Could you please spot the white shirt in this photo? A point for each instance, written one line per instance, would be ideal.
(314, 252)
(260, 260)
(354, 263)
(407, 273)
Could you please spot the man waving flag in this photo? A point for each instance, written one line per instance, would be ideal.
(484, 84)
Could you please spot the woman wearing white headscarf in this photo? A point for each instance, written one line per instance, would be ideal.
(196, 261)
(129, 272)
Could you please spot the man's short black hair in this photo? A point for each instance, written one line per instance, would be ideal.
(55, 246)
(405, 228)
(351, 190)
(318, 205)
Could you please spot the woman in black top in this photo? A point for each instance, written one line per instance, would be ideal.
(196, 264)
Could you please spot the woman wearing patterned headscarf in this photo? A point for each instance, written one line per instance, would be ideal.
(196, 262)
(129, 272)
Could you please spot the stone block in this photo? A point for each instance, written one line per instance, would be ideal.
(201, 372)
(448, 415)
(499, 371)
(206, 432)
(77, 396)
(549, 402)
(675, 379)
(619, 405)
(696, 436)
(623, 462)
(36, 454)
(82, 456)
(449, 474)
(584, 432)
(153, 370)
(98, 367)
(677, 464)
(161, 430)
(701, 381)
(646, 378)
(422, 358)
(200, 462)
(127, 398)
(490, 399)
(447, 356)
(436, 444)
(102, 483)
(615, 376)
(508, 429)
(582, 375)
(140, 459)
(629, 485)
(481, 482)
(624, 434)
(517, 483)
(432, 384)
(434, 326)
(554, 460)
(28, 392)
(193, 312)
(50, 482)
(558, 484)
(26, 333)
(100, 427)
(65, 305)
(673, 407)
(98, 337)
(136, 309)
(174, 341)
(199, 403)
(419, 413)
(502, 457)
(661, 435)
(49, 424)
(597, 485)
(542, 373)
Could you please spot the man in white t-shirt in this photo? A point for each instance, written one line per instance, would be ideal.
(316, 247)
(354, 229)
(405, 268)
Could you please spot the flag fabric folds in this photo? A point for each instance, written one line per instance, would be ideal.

┄┄┄┄┄┄┄┄┄┄┄┄┄┄┄┄┄┄┄┄

◆ WHAT THE TASK REQUIRES:
Scale the data starting at the line containing "Could you please spot the woman in" and ending at the last line of the data, reproducing every line in order and multiplying each answer coordinate by 0.85. Round each result to a whole number, with halves rounded up.

◆ SOLUTION BELOW:
Could you please spot the woman in black top in this photo? A point for each instance, written one line per instance, would be ideal.
(167, 224)
Could you please spot the woman wearing patterned headscarf in this photo? A point for each instance, written one line per instance, would be ideal.
(167, 223)
(110, 231)
Could you please spot the stone block in this photo? A point for each instance, written one line per instance, would be ideal.
(171, 316)
(381, 353)
(424, 315)
(175, 367)
(65, 337)
(467, 342)
(574, 322)
(526, 344)
(592, 371)
(530, 393)
(31, 386)
(70, 388)
(382, 403)
(496, 367)
(130, 315)
(83, 312)
(575, 394)
(137, 366)
(596, 324)
(549, 321)
(359, 304)
(170, 393)
(108, 338)
(417, 339)
(380, 303)
(371, 377)
(87, 411)
(523, 320)
(432, 365)
(495, 319)
(119, 390)
(535, 412)
(409, 410)
(530, 369)
(439, 411)
(367, 326)
(369, 277)
(471, 391)
(24, 333)
(164, 265)
(43, 410)
(474, 411)
(22, 283)
(85, 363)
(55, 259)
(572, 346)
(83, 286)
(116, 263)
(148, 290)
(169, 343)
(356, 351)
(427, 388)
(562, 370)
(42, 360)
(507, 412)
(461, 317)
Could you please spot the man in white t-shirt in this photo? A point for each instance, written one line per instance, would be ideal.
(269, 210)
(301, 195)
(344, 228)
Could you please spot the flag fabric folds in this photo? A point for each instance, written one line per instance, would be ideal.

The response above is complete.